Content starts

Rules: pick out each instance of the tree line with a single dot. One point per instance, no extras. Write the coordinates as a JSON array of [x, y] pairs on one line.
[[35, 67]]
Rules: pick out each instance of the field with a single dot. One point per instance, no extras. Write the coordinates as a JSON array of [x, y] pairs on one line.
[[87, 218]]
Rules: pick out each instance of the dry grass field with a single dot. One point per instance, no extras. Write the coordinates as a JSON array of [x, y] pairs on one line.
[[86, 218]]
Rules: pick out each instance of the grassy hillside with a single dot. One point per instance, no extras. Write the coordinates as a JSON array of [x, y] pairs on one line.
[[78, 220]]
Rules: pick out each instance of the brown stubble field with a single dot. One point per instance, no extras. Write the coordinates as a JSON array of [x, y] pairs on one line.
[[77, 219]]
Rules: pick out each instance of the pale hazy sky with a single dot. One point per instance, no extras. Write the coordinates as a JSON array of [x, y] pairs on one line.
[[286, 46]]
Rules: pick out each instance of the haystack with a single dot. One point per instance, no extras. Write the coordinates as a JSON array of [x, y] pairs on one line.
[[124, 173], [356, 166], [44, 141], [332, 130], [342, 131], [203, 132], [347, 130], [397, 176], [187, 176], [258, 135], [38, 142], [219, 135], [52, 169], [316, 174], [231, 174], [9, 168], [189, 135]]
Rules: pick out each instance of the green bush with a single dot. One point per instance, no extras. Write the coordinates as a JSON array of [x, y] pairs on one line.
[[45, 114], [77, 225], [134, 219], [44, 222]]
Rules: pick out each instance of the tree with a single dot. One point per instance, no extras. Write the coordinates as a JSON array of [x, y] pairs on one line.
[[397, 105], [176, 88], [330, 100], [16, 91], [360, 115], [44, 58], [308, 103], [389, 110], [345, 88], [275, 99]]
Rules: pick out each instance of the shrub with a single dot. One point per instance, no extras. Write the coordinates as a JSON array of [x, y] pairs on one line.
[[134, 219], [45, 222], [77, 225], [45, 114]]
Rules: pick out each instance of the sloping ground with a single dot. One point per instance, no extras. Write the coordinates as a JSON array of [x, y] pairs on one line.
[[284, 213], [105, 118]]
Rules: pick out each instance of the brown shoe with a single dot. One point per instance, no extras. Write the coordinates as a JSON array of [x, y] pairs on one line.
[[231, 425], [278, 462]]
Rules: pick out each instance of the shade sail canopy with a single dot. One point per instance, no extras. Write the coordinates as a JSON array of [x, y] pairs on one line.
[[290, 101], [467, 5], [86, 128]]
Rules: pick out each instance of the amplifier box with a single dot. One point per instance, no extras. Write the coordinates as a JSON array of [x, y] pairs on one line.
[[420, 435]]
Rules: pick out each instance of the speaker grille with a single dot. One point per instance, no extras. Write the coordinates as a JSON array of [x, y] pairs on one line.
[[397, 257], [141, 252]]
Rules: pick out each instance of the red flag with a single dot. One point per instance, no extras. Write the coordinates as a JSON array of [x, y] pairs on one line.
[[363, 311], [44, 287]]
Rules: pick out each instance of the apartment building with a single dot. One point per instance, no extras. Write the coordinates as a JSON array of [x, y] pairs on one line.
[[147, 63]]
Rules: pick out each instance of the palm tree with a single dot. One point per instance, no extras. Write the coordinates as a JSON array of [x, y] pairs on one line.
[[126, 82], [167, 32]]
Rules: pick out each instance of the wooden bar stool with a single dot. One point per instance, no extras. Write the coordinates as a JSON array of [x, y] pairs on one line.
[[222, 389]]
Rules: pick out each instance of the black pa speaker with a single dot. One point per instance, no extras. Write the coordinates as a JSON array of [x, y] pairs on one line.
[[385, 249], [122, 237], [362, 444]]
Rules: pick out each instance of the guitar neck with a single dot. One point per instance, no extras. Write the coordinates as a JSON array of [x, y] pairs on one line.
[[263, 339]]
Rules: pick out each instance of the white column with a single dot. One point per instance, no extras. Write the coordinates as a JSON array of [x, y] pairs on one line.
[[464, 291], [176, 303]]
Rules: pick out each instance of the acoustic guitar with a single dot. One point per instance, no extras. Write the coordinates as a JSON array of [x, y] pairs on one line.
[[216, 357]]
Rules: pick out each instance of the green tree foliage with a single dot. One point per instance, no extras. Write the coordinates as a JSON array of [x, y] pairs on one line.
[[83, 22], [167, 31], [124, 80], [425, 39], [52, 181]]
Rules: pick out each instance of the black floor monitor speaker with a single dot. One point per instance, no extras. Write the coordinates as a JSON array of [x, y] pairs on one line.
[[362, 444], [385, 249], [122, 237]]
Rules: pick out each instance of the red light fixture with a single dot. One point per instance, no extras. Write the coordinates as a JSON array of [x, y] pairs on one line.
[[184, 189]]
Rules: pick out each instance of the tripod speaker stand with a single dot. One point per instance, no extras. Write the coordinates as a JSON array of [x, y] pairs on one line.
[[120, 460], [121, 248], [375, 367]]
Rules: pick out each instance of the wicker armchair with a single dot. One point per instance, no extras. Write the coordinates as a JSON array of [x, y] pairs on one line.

Content ends

▶ **Aim of the task**: All entries must be printed exactly, with nothing omitted.

▶ **Answer area**:
Rules: pick out each instance of the tree line with a single dot. One point per instance, no extras. Write the coordinates as a JSON array of [x, y] pairs on one line.
[[35, 67]]
Rules: pick out each instance of the field with a single dot. One point per instance, no extras. Write the coordinates as a JSON array of [x, y] pairs on one line.
[[87, 218]]
Rules: pick out each instance of the dry grass field with a single dot. One point per instance, no extras. Write the coordinates as a JSON array of [x, y] pairs on one line.
[[86, 218]]
Rules: pick out each instance of the grassy hillside with a single dot. One point per instance, no extras. Write the coordinates as a JSON array of [x, y] pairs on one line.
[[78, 220]]
Rules: pick out each instance of the brown stubble field with a single dot. One point per instance, no extras. Write the coordinates as a JSON array of [x, y] pairs on one line.
[[77, 219]]
Rules: pick out each instance of the pale hazy sky with a single dot. One point per instance, no extras. Write the coordinates as a JSON array of [x, y] pairs on one line.
[[286, 46]]
Rules: pick out each instance of the haystack with a single dot. One point per instance, no extras. Write the coordinates as a JSON array of [x, y] pairs on one line.
[[124, 173], [356, 166], [44, 141], [332, 130], [342, 131], [203, 132], [347, 130], [397, 176], [187, 176], [258, 135], [38, 142], [219, 135], [52, 169], [316, 174], [231, 174], [9, 168], [189, 135]]
Rules: pick out each instance of the green bush with a single dot. One point per instance, no extras. Write the coordinates as a JSON array of [x, y] pairs on one line.
[[45, 114], [77, 225], [134, 219], [44, 222]]
Rules: pick out each instance of the tree with a single dot. One point per instance, no extras. Write the coordinates as a JSON array of [x, y] pairs on one line.
[[397, 105], [176, 88], [330, 100], [16, 91], [360, 115], [44, 58], [308, 103], [389, 110], [345, 88], [275, 99]]
Rules: pick out each instance of the shrub with a single dot. One point per instance, no extras. Write the coordinates as a JSON array of [x, y] pairs on one line.
[[134, 219], [45, 222], [77, 225], [45, 114]]
Rules: pick out each instance of the sloping ground with a single dot. One point per instance, no extras. Write the coordinates as a JSON array of [x, y] pairs on one line.
[[284, 213], [105, 118]]
Rules: pick out each instance of the brown shoe with a single dot. One point per instance, no extras. Write the coordinates as a JSON array of [x, y] pairs on one line.
[[231, 425], [278, 462]]
Rules: pick out each instance of the shade sail canopy with a single dot. One point per instance, no extras. Write the coordinates as a JSON array of [x, y] pairs on one line.
[[290, 101], [467, 5], [86, 128]]
Rules: pick out each instance of the amplifier box with a single dot. One point per instance, no extras. Write the coordinates as a JSON array of [x, y] pairs on one line.
[[420, 435]]
Rules: pick out each instance of the speaker grille with a single dot. One point per instance, no extras. Write the coordinates as a JSON array of [x, y] pairs on one line.
[[397, 257], [141, 252]]
Rules: pick out each instance of the red flag with a single dot. One point per instance, no extras. Write the coordinates as a JSON array of [x, y] pairs on one line.
[[363, 311], [44, 287]]
Rules: pick out each instance of the apartment building with a single dot. One point per instance, no extras. Write the coordinates as a JSON array of [x, y] pairs on one line.
[[147, 63]]
Rules: pick out each instance of the palm tree with a single dot. One point per instance, no extras. Write the coordinates as a JSON array of [x, y] pairs on one line.
[[126, 82], [167, 32]]
Rules: pick out each instance of the wooden bar stool with a single dot. One point per instance, no extras. Write the coordinates as a JSON array of [x, y] pairs on one line.
[[222, 389]]
Rules: pick out each instance of the black pa speaker with a single dot. One point per instance, no extras. Write the coordinates as a JSON array of [x, y] pairs on one line.
[[385, 249], [122, 237], [362, 444]]
Rules: pick out each instance of the guitar neck with a single dot. One point per instance, no extras. Write the coordinates as a JSON array of [x, y] pairs on one line.
[[263, 339]]
Rules: pick out each instance of the white column with a single dot. One point per instance, no extras. Write the coordinates as a JSON array of [x, y] pairs on one line.
[[464, 291], [176, 303]]
Rules: pick out each instance of the acoustic guitar with a single dot. One point per instance, no extras. Write the coordinates as a JSON array of [x, y] pairs on one line.
[[216, 357]]
Rules: pick out each instance of the green tree foliage with a single dot. One point per instance, no extras. Write the coordinates as a JSON array of [x, y] pairs on one line.
[[83, 22], [167, 31], [124, 80], [425, 39], [52, 181]]
Rules: pick out each instance of the black floor monitor speaker with a single dot. One point per instance, no extras. Write the coordinates as a JSON array of [x, y] pairs on one line.
[[362, 444], [385, 249], [122, 237]]
Rules: pick out each instance of the red light fixture with a single dot. One point per instance, no extras. Write the coordinates as a JSON array of [x, y] pairs on one line.
[[184, 189]]
Rules: pick out each instance of the tripod speaker stand with a single dot. One point per instance, no extras. Write the coordinates as a JSON array of [x, y] pairs on one line.
[[120, 460], [121, 248], [375, 367]]
Rules: pick out each instance of the wicker armchair with a single dot. One point per instance, no extras. Write the coordinates as a JSON array of [x, y] pairs on one line.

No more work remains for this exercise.